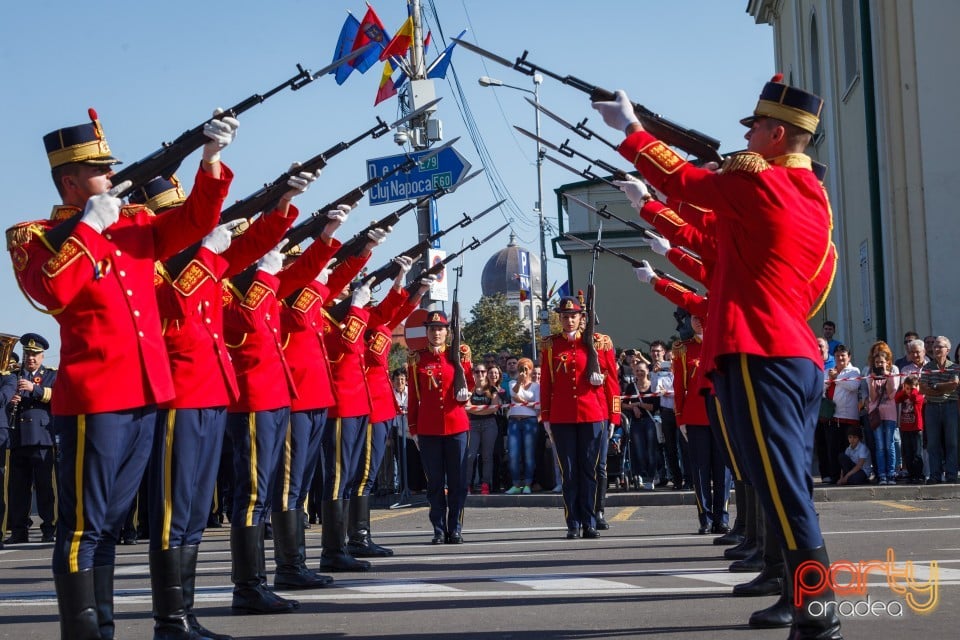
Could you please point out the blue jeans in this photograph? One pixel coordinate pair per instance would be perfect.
(522, 448)
(886, 453)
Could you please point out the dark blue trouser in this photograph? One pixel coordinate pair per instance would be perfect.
(182, 474)
(771, 407)
(340, 444)
(445, 465)
(301, 451)
(578, 449)
(711, 479)
(102, 459)
(373, 448)
(257, 439)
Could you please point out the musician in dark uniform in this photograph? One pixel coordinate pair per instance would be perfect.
(773, 229)
(31, 444)
(438, 422)
(577, 406)
(114, 369)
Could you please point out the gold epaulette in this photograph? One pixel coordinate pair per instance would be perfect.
(746, 161)
(20, 234)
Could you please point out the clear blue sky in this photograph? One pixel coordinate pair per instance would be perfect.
(153, 70)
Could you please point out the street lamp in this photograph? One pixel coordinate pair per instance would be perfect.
(486, 81)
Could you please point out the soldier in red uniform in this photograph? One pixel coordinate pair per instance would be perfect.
(384, 318)
(773, 225)
(100, 286)
(576, 408)
(438, 423)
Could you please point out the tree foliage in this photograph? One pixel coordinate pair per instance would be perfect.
(495, 325)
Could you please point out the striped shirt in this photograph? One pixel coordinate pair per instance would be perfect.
(932, 374)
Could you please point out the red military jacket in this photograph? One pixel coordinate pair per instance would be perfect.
(432, 407)
(191, 310)
(690, 406)
(384, 318)
(773, 225)
(303, 324)
(566, 395)
(101, 289)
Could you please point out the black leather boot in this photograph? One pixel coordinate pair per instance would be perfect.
(292, 572)
(103, 594)
(359, 542)
(812, 620)
(77, 606)
(736, 534)
(188, 582)
(249, 593)
(334, 556)
(169, 616)
(746, 547)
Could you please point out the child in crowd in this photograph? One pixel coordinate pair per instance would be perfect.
(911, 402)
(855, 462)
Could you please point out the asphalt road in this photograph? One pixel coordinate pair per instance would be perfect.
(516, 576)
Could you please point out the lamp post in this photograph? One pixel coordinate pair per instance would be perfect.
(486, 81)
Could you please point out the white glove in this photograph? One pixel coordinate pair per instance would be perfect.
(659, 244)
(360, 297)
(221, 133)
(336, 216)
(405, 263)
(219, 239)
(617, 113)
(272, 262)
(645, 272)
(298, 182)
(635, 190)
(324, 276)
(103, 209)
(377, 237)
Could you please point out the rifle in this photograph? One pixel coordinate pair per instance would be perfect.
(632, 261)
(689, 140)
(165, 160)
(593, 360)
(267, 197)
(313, 225)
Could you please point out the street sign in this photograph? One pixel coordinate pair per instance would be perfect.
(442, 170)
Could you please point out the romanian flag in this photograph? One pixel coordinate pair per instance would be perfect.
(370, 30)
(401, 41)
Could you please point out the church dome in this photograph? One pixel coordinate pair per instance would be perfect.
(500, 272)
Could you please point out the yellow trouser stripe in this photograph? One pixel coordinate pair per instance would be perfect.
(367, 458)
(252, 435)
(167, 479)
(726, 440)
(338, 461)
(287, 448)
(73, 557)
(765, 455)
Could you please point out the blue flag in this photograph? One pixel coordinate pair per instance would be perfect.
(348, 33)
(439, 67)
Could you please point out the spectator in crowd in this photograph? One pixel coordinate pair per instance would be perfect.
(910, 403)
(882, 385)
(829, 334)
(908, 337)
(938, 383)
(522, 427)
(855, 460)
(843, 387)
(481, 410)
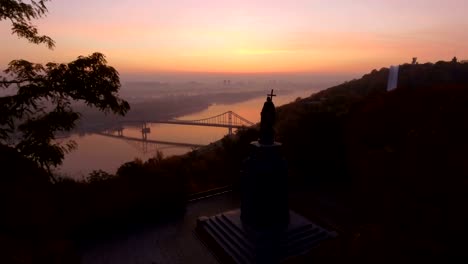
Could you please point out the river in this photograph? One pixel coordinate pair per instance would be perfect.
(100, 152)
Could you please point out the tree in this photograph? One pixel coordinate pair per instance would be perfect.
(39, 102)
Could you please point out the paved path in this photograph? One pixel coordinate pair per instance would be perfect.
(172, 242)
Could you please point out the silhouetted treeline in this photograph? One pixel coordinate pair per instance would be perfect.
(400, 157)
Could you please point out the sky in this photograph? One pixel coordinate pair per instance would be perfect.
(247, 36)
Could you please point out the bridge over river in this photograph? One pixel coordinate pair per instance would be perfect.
(229, 120)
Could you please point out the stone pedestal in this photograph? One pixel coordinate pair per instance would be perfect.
(264, 188)
(264, 230)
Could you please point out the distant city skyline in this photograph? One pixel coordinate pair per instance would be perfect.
(321, 37)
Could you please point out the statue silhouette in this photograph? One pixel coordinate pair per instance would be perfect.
(267, 121)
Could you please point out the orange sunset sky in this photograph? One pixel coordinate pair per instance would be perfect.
(347, 36)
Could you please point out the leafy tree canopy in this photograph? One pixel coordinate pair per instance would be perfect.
(38, 98)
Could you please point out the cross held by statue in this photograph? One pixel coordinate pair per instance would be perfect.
(271, 94)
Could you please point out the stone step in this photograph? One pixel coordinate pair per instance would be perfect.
(236, 232)
(305, 243)
(233, 246)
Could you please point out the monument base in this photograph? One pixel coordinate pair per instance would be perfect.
(233, 242)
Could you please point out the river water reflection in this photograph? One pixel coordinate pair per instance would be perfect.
(100, 152)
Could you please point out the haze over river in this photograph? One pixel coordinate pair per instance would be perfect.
(100, 152)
• • • •
Required action: If an entry holds a picture, skip the picture and print the rest of the data exactly.

Result for this exercise:
Could you please point out the blue jeans in this photograph? One pixel coordinate pair per instance would be perfect.
(522, 448)
(886, 453)
Could you please point out the dark blue trouser in this photograph? One pixel coordinate pair per instance would be perfect.
(182, 474)
(771, 407)
(340, 444)
(445, 465)
(301, 451)
(578, 449)
(711, 479)
(102, 459)
(373, 448)
(257, 439)
Could you please point out the musician in dark uniform in this photograph? One pixel coordinate pair per instance would be perfect.
(773, 229)
(31, 444)
(438, 422)
(577, 406)
(114, 369)
Could you please point out the gold epaulette in this photograph? One pixel coordinate pair per instance would be perfect.
(746, 161)
(20, 234)
Could you please point out the clear blue sky in this photograph? One pixel coordinate pair per instance would be perfect.
(153, 70)
Could you please point out the street lamp in this photograph? One pixel coordinate pair per instance would be perfect.
(486, 81)
Could you please point out the soldier in red uniform in this photograph? One pixel coordinate pair per instance would be perfect.
(384, 318)
(773, 225)
(100, 286)
(576, 408)
(438, 423)
Could you please point out the tree foliage in this photograph? One pixel coordinate pair per instance would be perfect.
(495, 325)
Could you please point out the striped shirt in this photograph? One pixel coordinate pair per instance would be perfect.
(932, 374)
Could you please point out the red military jacket in this photograph? One pixel coordinate pair per instance would be perfect.
(432, 407)
(191, 310)
(690, 406)
(384, 318)
(773, 225)
(303, 324)
(566, 395)
(101, 289)
Could you please point out the black leather boot in this photograph? One pixel coordinate pair per instance would be perfect.
(292, 572)
(103, 594)
(359, 542)
(812, 620)
(77, 606)
(736, 534)
(188, 582)
(249, 593)
(334, 556)
(169, 616)
(746, 547)
Could you please point out the child in crowd in this photograph? One pixel coordinate pair per instance would be perfect.
(911, 402)
(855, 462)
Could you please point out the asphalt road in this photograph? One pixel coordinate pair per instance would be perfect.
(516, 576)
Could you please point out the lamp post in this photograph? One pixel coordinate pair per instance would be perfect.
(486, 81)
Could you please point out the white glove in this photograph? One pixel coordinate pair per instance would be perfect.
(659, 244)
(360, 297)
(221, 133)
(336, 216)
(405, 263)
(219, 239)
(617, 113)
(272, 262)
(645, 272)
(298, 182)
(635, 190)
(324, 276)
(103, 209)
(377, 237)
Could you please point out the rifle in this photograph? One pixel coordinate pair per instance would be perfect.
(632, 261)
(689, 140)
(165, 160)
(593, 360)
(267, 197)
(313, 225)
Could you please point out the street sign in this photograph? One pixel coordinate pair per instance would be perfect.
(442, 170)
Could you please point out the romanian flag in this photograph? One pixel coordinate pair per instance would be perfect.
(370, 30)
(401, 41)
Could you please point out the church dome in this photograph? One pixel coordinate pair per instance would be perfect.
(500, 272)
Could you please point out the yellow trouser stripe in this photograph? One pixel coordinate pair per instance would be perfect.
(367, 458)
(252, 435)
(167, 479)
(726, 440)
(338, 461)
(287, 448)
(73, 557)
(765, 455)
Could you please point out the blue flag in this photograph? One pixel coordinate pair per instance would be perfect.
(348, 33)
(439, 67)
Could you please point out the spectator in crowd in this photograph? One pixel coordinate pair per instance would be perfect.
(910, 403)
(882, 385)
(829, 334)
(908, 337)
(938, 383)
(522, 427)
(855, 460)
(843, 387)
(481, 410)
Could you please point out the river in this photograph? One pixel coordinate pair per instance would be perfect.
(100, 152)
Could you please point out the tree in this photograph? One pixel coordinate pair per instance would be perfect.
(39, 102)
Could you please point out the paved path in this photograph? One pixel coordinate pair per instance would be perfect.
(172, 242)
Could you please point out the silhouetted treeline in this photograph? One pixel coordinate pair per instance would be perfect.
(400, 157)
Could you please point out the sky in this photograph? One pixel coordinate pair per instance would be perfect.
(247, 36)
Could you please point out the bridge over river in this photograph? One pixel coordinate pair per instance would be perfect.
(229, 120)
Could you please point out the stone pedestal in this photograph? One pixel coordinate pair per instance would be perfect.
(264, 188)
(264, 230)
Could you please point out the distant city skyline in this photograph? One pixel coordinate pair per instance would be perfect.
(321, 37)
Could you please point out the statue silhouette in this photograph? One pixel coordinate pair per instance would be perfect.
(267, 121)
Could you please point out the orange sunset sky in this photograph? One pixel coordinate pair per instance would be perfect.
(347, 36)
Could you please point out the leafy tree canopy in this photograph? One pixel coordinate pair per instance would be perfect.
(38, 98)
Could you please point out the cross held by statue in this photograph? One pixel coordinate pair per instance would be perfect.
(271, 94)
Could you please point out the stone step in this photograph? One pixel coordinate pair per instance would be perfect.
(236, 232)
(305, 243)
(233, 246)
Could you please point out the monument base in this photograph? One pixel coordinate pair per instance would be perfect.
(233, 242)
Could you please point out the river water reflection in this photograph? One pixel coordinate pair per instance would be perfect.
(100, 152)
Could you please point out the haze over river in this photograph? One pixel coordinate pair per instance would be perfect.
(100, 152)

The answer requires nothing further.